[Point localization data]
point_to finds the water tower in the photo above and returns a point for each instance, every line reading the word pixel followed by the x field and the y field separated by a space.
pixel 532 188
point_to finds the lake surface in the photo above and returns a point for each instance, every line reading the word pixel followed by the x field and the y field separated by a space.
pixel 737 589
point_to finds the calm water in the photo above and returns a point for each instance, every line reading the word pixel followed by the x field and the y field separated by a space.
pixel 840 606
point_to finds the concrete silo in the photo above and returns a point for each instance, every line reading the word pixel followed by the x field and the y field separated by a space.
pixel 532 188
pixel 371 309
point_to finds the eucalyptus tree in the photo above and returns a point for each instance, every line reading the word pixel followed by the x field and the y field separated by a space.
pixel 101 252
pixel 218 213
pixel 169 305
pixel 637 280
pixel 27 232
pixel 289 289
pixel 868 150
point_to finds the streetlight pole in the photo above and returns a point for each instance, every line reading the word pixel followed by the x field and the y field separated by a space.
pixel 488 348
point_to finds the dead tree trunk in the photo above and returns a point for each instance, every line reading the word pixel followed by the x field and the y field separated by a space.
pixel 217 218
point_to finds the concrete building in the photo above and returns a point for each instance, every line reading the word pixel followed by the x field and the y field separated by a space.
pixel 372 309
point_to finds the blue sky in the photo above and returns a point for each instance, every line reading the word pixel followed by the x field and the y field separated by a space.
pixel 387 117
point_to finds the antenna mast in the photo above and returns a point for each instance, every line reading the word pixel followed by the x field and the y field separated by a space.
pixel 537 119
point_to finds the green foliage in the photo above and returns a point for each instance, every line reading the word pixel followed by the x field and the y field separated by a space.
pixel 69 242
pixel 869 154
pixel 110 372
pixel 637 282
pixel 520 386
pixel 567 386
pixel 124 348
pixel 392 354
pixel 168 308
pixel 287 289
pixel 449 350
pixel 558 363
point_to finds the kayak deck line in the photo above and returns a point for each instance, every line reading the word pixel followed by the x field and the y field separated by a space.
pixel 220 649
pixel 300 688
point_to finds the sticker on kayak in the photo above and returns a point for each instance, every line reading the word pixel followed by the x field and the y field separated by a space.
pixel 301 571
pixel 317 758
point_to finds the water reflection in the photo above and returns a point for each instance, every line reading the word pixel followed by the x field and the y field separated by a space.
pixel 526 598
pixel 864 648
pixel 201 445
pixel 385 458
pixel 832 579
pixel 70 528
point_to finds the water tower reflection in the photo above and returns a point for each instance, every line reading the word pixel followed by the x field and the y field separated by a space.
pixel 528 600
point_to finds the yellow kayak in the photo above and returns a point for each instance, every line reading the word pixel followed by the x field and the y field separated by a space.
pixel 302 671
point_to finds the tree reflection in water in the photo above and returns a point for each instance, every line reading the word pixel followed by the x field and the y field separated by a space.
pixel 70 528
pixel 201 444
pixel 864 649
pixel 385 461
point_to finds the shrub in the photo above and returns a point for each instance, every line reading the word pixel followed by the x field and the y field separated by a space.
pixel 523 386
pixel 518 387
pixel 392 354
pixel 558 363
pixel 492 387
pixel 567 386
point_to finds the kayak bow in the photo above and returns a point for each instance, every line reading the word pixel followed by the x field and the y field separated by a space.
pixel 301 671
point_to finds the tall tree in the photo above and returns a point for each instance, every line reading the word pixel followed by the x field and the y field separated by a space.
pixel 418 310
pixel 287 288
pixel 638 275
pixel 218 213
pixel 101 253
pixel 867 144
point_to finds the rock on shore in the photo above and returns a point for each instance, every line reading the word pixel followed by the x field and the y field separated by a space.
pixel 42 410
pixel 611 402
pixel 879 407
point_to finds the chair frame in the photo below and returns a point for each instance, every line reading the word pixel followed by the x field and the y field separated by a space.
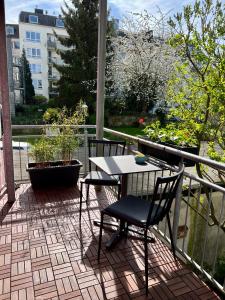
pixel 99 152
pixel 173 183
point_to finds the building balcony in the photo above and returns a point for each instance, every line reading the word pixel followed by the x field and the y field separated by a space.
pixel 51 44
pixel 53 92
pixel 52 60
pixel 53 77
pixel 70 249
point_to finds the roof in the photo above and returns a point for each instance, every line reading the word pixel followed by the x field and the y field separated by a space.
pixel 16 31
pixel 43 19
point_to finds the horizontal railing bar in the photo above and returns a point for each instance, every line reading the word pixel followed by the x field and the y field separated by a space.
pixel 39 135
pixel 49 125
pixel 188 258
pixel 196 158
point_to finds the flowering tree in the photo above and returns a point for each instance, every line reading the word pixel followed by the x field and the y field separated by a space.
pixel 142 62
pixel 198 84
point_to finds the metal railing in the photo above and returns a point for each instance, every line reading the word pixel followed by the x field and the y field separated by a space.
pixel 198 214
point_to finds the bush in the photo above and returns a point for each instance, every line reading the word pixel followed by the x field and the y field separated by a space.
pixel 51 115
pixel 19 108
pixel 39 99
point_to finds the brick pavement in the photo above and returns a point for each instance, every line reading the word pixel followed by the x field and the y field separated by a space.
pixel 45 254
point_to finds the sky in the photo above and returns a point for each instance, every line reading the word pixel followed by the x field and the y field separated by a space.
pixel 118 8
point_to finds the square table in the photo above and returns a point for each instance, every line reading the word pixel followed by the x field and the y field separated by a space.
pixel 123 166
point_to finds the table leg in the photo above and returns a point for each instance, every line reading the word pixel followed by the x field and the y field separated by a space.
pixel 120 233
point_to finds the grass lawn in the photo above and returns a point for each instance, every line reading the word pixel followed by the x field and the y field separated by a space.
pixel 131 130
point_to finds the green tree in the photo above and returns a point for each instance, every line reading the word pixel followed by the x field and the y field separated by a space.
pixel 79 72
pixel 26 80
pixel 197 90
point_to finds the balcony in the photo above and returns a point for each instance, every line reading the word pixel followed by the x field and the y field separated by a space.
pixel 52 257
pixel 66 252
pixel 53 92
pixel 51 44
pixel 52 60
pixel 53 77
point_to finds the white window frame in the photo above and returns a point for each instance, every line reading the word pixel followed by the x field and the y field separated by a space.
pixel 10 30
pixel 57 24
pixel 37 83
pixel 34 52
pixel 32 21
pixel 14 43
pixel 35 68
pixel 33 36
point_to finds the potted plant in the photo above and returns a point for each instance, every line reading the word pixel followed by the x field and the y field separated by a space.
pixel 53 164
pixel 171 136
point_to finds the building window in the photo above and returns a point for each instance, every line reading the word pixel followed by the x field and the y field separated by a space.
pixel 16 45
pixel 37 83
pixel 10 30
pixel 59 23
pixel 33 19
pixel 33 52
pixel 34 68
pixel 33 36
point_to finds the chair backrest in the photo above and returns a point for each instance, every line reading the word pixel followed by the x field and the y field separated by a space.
* * *
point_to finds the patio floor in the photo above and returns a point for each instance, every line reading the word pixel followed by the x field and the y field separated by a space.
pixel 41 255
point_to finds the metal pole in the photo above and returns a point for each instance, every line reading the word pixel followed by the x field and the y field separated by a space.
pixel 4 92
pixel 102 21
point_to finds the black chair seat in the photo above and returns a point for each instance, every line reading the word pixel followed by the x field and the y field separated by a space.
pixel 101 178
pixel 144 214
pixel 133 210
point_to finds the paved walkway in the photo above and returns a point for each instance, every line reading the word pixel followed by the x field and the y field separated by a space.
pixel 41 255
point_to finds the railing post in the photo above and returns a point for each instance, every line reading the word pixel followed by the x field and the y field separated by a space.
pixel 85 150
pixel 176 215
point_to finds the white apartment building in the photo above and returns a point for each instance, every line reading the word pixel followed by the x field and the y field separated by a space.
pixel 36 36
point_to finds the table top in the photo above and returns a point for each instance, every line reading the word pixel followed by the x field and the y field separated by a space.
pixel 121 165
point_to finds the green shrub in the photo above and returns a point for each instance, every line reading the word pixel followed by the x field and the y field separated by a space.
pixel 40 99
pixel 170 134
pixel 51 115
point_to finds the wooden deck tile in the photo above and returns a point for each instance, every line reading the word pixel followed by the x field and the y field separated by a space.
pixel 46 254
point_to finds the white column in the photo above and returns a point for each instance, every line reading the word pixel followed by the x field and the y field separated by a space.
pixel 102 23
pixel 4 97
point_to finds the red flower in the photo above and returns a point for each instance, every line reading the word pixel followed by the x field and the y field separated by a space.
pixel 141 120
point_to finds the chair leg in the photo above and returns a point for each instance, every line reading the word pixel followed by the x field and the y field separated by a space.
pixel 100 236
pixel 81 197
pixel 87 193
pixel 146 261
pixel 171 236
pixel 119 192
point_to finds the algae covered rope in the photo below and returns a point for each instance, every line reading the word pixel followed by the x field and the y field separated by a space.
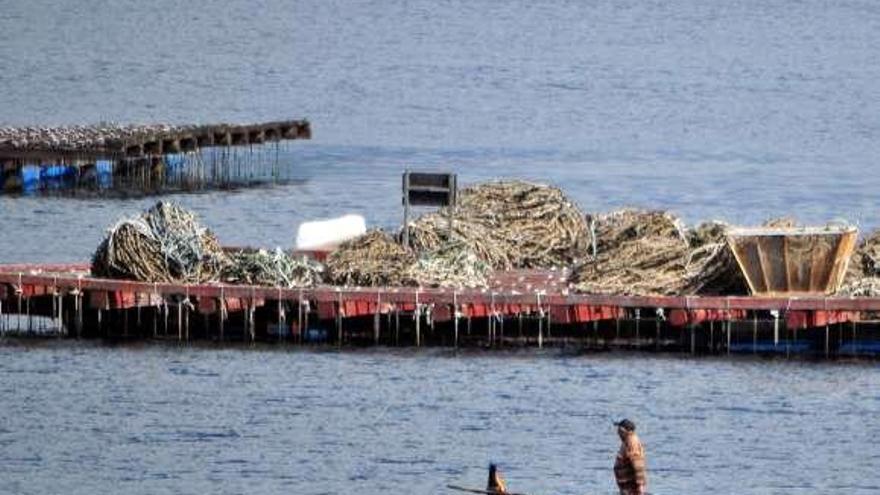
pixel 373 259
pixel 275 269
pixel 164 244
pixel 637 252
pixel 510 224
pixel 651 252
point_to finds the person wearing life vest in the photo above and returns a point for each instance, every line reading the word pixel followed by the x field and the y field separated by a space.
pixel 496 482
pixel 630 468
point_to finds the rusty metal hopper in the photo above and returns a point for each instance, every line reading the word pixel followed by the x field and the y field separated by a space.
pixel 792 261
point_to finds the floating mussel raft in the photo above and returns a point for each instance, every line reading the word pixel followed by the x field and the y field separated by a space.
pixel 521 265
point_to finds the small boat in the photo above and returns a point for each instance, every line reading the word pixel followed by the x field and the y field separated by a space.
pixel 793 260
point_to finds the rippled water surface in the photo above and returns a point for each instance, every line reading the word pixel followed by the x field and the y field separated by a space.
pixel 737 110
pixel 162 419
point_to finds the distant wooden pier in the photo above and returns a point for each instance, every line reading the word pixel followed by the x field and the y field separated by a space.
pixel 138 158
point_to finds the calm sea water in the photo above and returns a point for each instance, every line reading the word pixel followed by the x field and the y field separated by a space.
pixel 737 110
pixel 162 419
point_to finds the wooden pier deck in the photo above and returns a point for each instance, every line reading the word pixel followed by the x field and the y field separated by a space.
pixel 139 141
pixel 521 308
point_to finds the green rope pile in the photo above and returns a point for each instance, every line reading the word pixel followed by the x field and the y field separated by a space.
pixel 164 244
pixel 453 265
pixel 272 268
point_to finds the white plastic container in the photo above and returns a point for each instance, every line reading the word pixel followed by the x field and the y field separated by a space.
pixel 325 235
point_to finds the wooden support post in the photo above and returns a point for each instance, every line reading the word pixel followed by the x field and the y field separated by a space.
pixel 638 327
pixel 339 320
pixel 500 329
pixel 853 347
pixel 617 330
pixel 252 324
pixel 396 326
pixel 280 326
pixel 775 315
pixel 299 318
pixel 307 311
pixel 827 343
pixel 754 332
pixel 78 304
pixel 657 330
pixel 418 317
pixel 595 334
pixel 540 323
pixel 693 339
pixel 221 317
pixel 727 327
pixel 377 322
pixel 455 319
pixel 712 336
* * *
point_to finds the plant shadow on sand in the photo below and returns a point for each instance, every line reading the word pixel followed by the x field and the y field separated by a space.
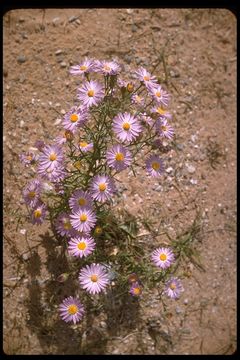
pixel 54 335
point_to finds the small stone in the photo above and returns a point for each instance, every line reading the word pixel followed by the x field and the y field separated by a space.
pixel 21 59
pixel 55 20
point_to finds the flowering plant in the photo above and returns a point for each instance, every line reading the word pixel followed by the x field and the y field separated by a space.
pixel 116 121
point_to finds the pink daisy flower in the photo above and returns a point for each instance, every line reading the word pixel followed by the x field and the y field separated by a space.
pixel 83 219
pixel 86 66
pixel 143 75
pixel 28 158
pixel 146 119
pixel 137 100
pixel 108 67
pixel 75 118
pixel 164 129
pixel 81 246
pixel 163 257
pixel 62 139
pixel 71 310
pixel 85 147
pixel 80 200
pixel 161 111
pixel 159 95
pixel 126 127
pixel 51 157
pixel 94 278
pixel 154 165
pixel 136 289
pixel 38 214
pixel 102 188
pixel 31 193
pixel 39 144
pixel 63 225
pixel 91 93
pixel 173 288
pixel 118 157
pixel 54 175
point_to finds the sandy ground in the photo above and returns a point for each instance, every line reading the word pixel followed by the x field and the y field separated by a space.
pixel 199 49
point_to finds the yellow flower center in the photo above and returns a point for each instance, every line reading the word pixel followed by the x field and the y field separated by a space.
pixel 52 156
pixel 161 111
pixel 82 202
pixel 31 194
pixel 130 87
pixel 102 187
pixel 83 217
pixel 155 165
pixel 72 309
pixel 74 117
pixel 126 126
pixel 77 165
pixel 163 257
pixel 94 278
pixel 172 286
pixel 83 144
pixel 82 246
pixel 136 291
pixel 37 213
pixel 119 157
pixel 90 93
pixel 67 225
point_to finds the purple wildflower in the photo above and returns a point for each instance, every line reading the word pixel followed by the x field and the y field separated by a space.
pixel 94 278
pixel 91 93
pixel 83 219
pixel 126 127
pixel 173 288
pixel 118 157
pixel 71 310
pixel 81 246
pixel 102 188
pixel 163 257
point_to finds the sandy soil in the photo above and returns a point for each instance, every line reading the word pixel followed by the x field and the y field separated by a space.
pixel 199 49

WORK TASK: Reproduce the lines of the entries above from the one with "point_to finds the balcony" to the one with "point_to finds the chair backrest", both included, exactly and without any other line.

OUTPUT FOR THIS EXERCISE:
point_to finds the balcony in the photo above and returns a point for each instance, every line reading the word pixel followed by the x field and the y field separated by a space.
pixel 52 257
pixel 66 252
pixel 53 92
pixel 51 44
pixel 52 60
pixel 53 77
point_to finds the white window frame in the photo above and returns a point for each instance, every line reading the word pixel followed by the x field and the y field separated by a space.
pixel 10 30
pixel 57 24
pixel 37 83
pixel 34 52
pixel 32 21
pixel 14 43
pixel 35 68
pixel 33 36
point_to finds the potted plant in the photo above and returns a point for each instance, every line reading the word pixel followed by the x field and the y field separated by a space.
pixel 53 164
pixel 171 136
point_to finds the building window in the photo above and returns a point for each instance, every line reading the word pixel followed by the x field and the y field separated by a space.
pixel 16 45
pixel 37 83
pixel 10 30
pixel 59 23
pixel 33 19
pixel 33 52
pixel 34 68
pixel 33 36
point_to finds the chair backrest in the photo above and returns a point for each instance, every line reading the word pixel followed by the x field and the y field separated by a space.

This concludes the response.